_Goal:_ Could you recast the data below as a Markdown table with the columns Row and Entry, numbering each line in order and leaving out any blank lines?

_Data for this task:_
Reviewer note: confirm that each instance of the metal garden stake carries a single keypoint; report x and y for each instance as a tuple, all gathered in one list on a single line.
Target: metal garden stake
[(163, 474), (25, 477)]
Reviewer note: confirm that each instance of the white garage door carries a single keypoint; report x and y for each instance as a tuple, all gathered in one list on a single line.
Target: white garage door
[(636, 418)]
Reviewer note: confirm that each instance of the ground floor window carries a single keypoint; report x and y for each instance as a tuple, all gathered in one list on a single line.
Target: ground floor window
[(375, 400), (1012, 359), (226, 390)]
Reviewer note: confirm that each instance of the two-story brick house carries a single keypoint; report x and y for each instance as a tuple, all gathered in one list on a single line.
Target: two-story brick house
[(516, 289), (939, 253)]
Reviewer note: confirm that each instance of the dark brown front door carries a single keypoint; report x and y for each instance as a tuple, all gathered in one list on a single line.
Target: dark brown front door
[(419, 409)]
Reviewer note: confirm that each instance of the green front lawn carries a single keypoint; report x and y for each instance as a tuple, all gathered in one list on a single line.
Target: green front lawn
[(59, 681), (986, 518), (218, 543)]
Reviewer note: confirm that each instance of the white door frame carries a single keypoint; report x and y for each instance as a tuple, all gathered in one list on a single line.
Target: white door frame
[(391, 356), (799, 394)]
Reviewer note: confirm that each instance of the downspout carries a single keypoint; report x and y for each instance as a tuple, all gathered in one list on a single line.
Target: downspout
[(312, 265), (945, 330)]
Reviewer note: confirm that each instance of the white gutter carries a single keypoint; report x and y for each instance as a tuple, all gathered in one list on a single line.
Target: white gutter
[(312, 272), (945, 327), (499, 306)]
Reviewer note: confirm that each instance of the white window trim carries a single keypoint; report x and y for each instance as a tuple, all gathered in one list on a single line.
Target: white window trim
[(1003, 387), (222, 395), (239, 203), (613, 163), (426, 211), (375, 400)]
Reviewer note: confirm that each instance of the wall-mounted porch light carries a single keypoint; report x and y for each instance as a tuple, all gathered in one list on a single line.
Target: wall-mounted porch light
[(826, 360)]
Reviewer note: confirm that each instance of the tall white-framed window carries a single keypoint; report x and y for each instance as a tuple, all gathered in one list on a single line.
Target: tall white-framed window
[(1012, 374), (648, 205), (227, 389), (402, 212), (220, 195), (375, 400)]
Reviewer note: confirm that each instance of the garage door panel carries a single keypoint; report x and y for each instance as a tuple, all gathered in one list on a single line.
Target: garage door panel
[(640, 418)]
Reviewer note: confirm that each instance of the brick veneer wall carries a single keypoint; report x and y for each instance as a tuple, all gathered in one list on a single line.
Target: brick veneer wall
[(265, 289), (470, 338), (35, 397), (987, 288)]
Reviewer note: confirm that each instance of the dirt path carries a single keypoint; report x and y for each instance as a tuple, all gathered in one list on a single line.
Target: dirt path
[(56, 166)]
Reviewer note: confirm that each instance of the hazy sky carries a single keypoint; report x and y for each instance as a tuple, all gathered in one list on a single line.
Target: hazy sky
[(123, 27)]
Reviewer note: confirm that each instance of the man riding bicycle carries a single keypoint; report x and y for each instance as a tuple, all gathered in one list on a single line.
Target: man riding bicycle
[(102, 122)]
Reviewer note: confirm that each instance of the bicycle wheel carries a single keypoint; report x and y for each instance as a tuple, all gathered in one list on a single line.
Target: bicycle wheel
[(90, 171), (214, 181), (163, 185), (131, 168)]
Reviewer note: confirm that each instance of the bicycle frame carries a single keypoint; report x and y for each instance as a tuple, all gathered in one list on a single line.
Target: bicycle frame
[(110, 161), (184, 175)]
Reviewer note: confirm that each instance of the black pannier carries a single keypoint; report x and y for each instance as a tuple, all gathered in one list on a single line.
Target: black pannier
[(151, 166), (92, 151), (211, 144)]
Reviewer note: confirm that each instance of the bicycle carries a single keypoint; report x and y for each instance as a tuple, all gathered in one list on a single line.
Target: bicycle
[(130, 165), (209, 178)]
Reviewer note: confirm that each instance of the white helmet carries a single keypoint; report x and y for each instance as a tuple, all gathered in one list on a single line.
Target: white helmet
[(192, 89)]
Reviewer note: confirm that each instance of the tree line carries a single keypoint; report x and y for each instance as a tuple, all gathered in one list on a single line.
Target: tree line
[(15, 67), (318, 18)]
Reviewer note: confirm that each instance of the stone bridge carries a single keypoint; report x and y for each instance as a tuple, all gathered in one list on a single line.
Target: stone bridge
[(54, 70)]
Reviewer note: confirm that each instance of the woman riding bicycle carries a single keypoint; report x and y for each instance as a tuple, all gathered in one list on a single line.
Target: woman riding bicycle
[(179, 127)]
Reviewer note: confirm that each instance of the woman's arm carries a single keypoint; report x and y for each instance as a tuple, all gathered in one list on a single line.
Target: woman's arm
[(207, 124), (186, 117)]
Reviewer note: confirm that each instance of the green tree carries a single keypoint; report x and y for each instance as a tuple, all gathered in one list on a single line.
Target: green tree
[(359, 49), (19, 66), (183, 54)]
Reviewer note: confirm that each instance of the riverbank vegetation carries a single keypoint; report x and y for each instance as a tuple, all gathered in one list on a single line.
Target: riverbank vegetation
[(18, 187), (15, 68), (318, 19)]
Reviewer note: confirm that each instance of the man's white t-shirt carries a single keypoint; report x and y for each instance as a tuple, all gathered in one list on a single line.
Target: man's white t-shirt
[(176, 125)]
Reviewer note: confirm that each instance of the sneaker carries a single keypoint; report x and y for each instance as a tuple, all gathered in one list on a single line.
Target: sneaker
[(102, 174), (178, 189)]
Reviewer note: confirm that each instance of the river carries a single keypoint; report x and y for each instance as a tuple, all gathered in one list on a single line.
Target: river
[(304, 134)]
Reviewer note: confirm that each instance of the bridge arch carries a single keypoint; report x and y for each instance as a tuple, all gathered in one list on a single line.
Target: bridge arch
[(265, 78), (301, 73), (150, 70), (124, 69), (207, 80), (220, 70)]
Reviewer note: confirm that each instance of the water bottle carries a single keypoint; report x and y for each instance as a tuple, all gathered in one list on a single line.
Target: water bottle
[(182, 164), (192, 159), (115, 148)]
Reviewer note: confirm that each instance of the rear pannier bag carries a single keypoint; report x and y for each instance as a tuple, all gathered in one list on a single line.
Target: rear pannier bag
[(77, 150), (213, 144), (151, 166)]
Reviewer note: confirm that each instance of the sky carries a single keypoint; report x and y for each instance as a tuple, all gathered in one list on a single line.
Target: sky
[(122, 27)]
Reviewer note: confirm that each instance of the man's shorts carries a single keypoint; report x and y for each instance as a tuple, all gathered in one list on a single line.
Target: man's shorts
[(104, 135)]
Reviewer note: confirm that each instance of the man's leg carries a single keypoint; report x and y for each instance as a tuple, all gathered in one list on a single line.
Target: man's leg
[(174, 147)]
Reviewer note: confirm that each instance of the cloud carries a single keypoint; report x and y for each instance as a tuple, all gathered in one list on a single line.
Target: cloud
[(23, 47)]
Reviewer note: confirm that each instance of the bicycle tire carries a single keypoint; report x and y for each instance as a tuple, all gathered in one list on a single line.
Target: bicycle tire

_Solution:_
| Row | Entry |
|---|---|
| 1 | Reviewer note: confirm that each instance of the metal garden stake carries a single keypoint; report x and y for each instance as a tuple, all gathered in one list on a single line. |
| 2 | Target: metal garden stake |
| 3 | [(163, 474), (25, 477)] |
| 4 | Reviewer note: confirm that each instance of the white garage door carries a single keypoint; report x and y for each instance as a tuple, all gathered in one list on a single line. |
| 5 | Target: white garage door |
| 6 | [(636, 418)] |
| 7 | Reviewer note: confirm that each instance of the ground floor window carries a single keypoint; report x and y for each instance as a tuple, all gathered in one list on a single line. |
| 8 | Target: ground floor window |
| 9 | [(375, 400), (1012, 359), (226, 390)] |
| 10 | Reviewer note: confirm that each instance of the two-story brick house carries a single keypoint; report x and y for each instance as a tuple, all gathered in one list on a single line. |
| 11 | Target: two-story brick house |
| 12 | [(516, 289), (939, 253)] |
| 13 | Reviewer note: confirm that each instance of the dark brown front door carries a single keypoint; report x and y for each instance as a tuple, all gathered in one list on a single line. |
| 14 | Target: dark brown front door |
| 15 | [(419, 409)] |
| 16 | Reviewer note: confirm that each instance of the green front lawn carries a single keypoint; report x and y for each instance as a tuple, all gathered in one list on a single line. |
| 17 | Target: green front lawn |
| 18 | [(59, 681), (986, 518), (218, 543)] |
| 19 | Reviewer note: confirm that each instance of the white door frame carries a single keypoint; report x and y for each instance as a tuple, all gathered in one list on a single line. |
| 20 | Target: white door frame |
| 21 | [(391, 356), (799, 394)] |
| 22 | Reviewer note: confirm that each instance of the downspout carries a single keypoint; report x and y for each instance as a tuple, all gathered in one list on a single line. |
| 23 | Target: downspout |
| 24 | [(312, 265), (945, 330)] |
| 25 | Reviewer note: confirm that each instance of the white gutter carries a single keypoint; report x and y for each instance as a tuple, all gathered in one list on a single line. |
| 26 | Target: white gutter |
| 27 | [(312, 272), (945, 327), (499, 306)] |
| 28 | Reviewer note: confirm that each instance of the white window trim carries a single keypoint; report x and y for each instance as a tuple, all gathered in one list on a single line. |
| 29 | Target: white window trim |
| 30 | [(1003, 387), (222, 395), (239, 203), (613, 163), (426, 211), (375, 400)] |
| 31 | Reviewer note: confirm that each instance of the wall-mounted porch light carries a single keypoint; report x and y for each instance as a tuple, all gathered in one list on a single line. |
| 32 | Target: wall-mounted porch light |
| 33 | [(826, 360)] |
| 34 | Reviewer note: confirm that each instance of the tall white-framed window carries a single keypoint; report x and y for each instance as a tuple, all gathered in one list on a single line. |
| 35 | Target: tall white-framed window |
| 36 | [(1012, 374), (648, 205), (227, 389), (402, 212), (220, 195), (375, 400)] |
| 37 | Reviewer note: confirm that each instance of the garage door panel carries a single keypoint; report x and y for each instance as a tuple, all gathered in one list on a single line. |
| 38 | Target: garage door panel |
| 39 | [(640, 418)] |
| 40 | Reviewer note: confirm that each instance of the brick veneer wall carries a single keypoint; report x and y for each instance as a tuple, all gathered in one list on a single line. |
| 41 | Target: brick veneer wall |
| 42 | [(265, 289), (470, 338), (35, 397), (987, 288)] |
| 43 | Reviewer note: confirm that each instance of the dirt path carries a single keypoint; report x and y for each instance as a tuple, all gathered in one list on a single line. |
| 44 | Target: dirt path |
| 45 | [(56, 166)] |
| 46 | Reviewer note: confirm that each instance of the hazy sky carries a single keypoint; report x and y for each instance as a tuple, all gathered in one list on a single line. |
| 47 | Target: hazy sky |
| 48 | [(123, 27)] |
| 49 | Reviewer note: confirm that each instance of the man riding bicycle carries a single keypoint; report x and y for each instance as a tuple, all gathered in one list on a single line. |
| 50 | Target: man riding bicycle |
| 51 | [(102, 122)] |
| 52 | Reviewer note: confirm that each instance of the bicycle wheel carries a single keypoint; report x and y for each instance as a tuple, all gathered in one list on a single line. |
| 53 | Target: bicycle wheel |
| 54 | [(90, 171), (214, 181), (163, 185), (131, 168)] |
| 55 | Reviewer note: confirm that each instance of the bicycle frame carries a single keypoint; report x and y for each instance as a tuple, all gathered in one list on a single line. |
| 56 | Target: bicycle frame |
| 57 | [(110, 161), (184, 175)] |
| 58 | Reviewer note: confirm that each instance of the black pannier carries a single keypoint; report x and y for each instance as a tuple, all gathered in one list on a single line. |
| 59 | Target: black pannier |
| 60 | [(151, 166), (92, 151), (211, 144)] |
| 61 | Reviewer note: confirm that each instance of the bicycle carries a single keypoint; report x and y for each instance as a tuple, all gathered in one list on a single line. |
| 62 | Target: bicycle |
| 63 | [(130, 165), (209, 178)] |
| 64 | Reviewer note: confirm that each instance of the white helmet carries a single keypoint; report x and y for each instance as a tuple, all gathered in one list on a single line. |
| 65 | Target: white helmet |
| 66 | [(192, 89)] |
| 67 | Reviewer note: confirm that each instance of the tree line carries a single keypoint; report x and y for each instance as a tuple, all gathered in one list on a single line. |
| 68 | Target: tree line |
| 69 | [(15, 67), (318, 18)] |
| 70 | Reviewer note: confirm that each instance of the stone bridge carries a single keypoint; report x and y for each instance as a tuple, all gathered in one list on a single line. |
| 71 | Target: stone bridge |
| 72 | [(54, 70)] |
| 73 | Reviewer note: confirm that each instance of the woman riding bicycle carries a single keypoint; report x and y for each instance as a tuple, all gathered in one list on a single line. |
| 74 | Target: woman riding bicycle |
| 75 | [(179, 127)] |
| 76 | Reviewer note: confirm that each instance of the woman's arm carries a single keypoint; report x and y for each instance as a tuple, all gathered in one list on a single line. |
| 77 | Target: woman's arm |
| 78 | [(207, 124), (186, 117)] |
| 79 | Reviewer note: confirm that each instance of the green tree carries a single keypoint; report x and y for each instance as a tuple, all gathered in one list on a single line. |
| 80 | Target: green tree |
| 81 | [(359, 49), (19, 66), (183, 54)] |
| 82 | Reviewer note: confirm that each instance of the riverbank vegetation carries a single keypoint; report x and y for each instance as a tuple, all gathered in one list on a single line. |
| 83 | Target: riverbank vegetation |
| 84 | [(18, 187), (15, 68), (318, 19)] |
| 85 | Reviewer note: confirm that each instance of the man's white t-shirt carries a single keypoint; report x and y for each instance as a tuple, all gathered in one list on a single line. |
| 86 | Target: man's white t-shirt |
| 87 | [(176, 125)] |
| 88 | Reviewer note: confirm that each instance of the sneaker carries a single keypoint; report x and y for each instance as a tuple, all gathered in one list on a single line. |
| 89 | Target: sneaker |
| 90 | [(102, 174), (178, 189)] |
| 91 | Reviewer note: confirm that each instance of the river carries a single keypoint; report x and y for each instance as a tuple, all gathered in one list on a single line. |
| 92 | Target: river |
| 93 | [(304, 134)] |
| 94 | Reviewer note: confirm that each instance of the bridge arch carries a single keypoint; report x and y for each instance as a tuple, all gathered in one list on a single line. |
| 95 | Target: bridge arch |
| 96 | [(265, 78), (301, 73), (150, 70), (124, 69), (207, 80), (220, 70)] |
| 97 | Reviewer note: confirm that each instance of the water bottle carries a single keypoint; report x and y for each instance as a tuple, all gathered in one list on a single line. |
| 98 | Target: water bottle |
| 99 | [(182, 164), (192, 159), (115, 148)] |
| 100 | Reviewer note: confirm that each instance of the rear pannier bag carries a single keypoint; report x and y for each instance as a tuple, all gathered in one list on a single line. |
| 101 | Target: rear pannier bag |
| 102 | [(77, 150), (213, 144), (151, 166)] |
| 103 | Reviewer note: confirm that each instance of the sky carries a single keypoint; report x and y for each instance as a tuple, all gathered in one list on a single line. |
| 104 | Target: sky |
| 105 | [(122, 27)] |
| 106 | Reviewer note: confirm that each instance of the man's shorts carries a single keypoint; report x and y for each instance as a tuple, all gathered in one list on a single line. |
| 107 | Target: man's shorts |
| 108 | [(104, 135)] |
| 109 | Reviewer note: confirm that each instance of the man's leg carries a single keypoint; report x and y for each instance as a tuple, all gathered in one list on a single line. |
| 110 | Target: man's leg |
| 111 | [(174, 147)] |
| 112 | Reviewer note: confirm that each instance of the cloud carries a single keypoint; report x and y for each instance as a tuple, all gathered in one list on a single line. |
| 113 | Target: cloud |
| 114 | [(23, 47)] |
| 115 | Reviewer note: confirm that each instance of the bicycle tire carries a single keypoint; report x and y for each instance as a tuple, all gathered in one list on a single line. |
| 116 | Target: bicycle tire |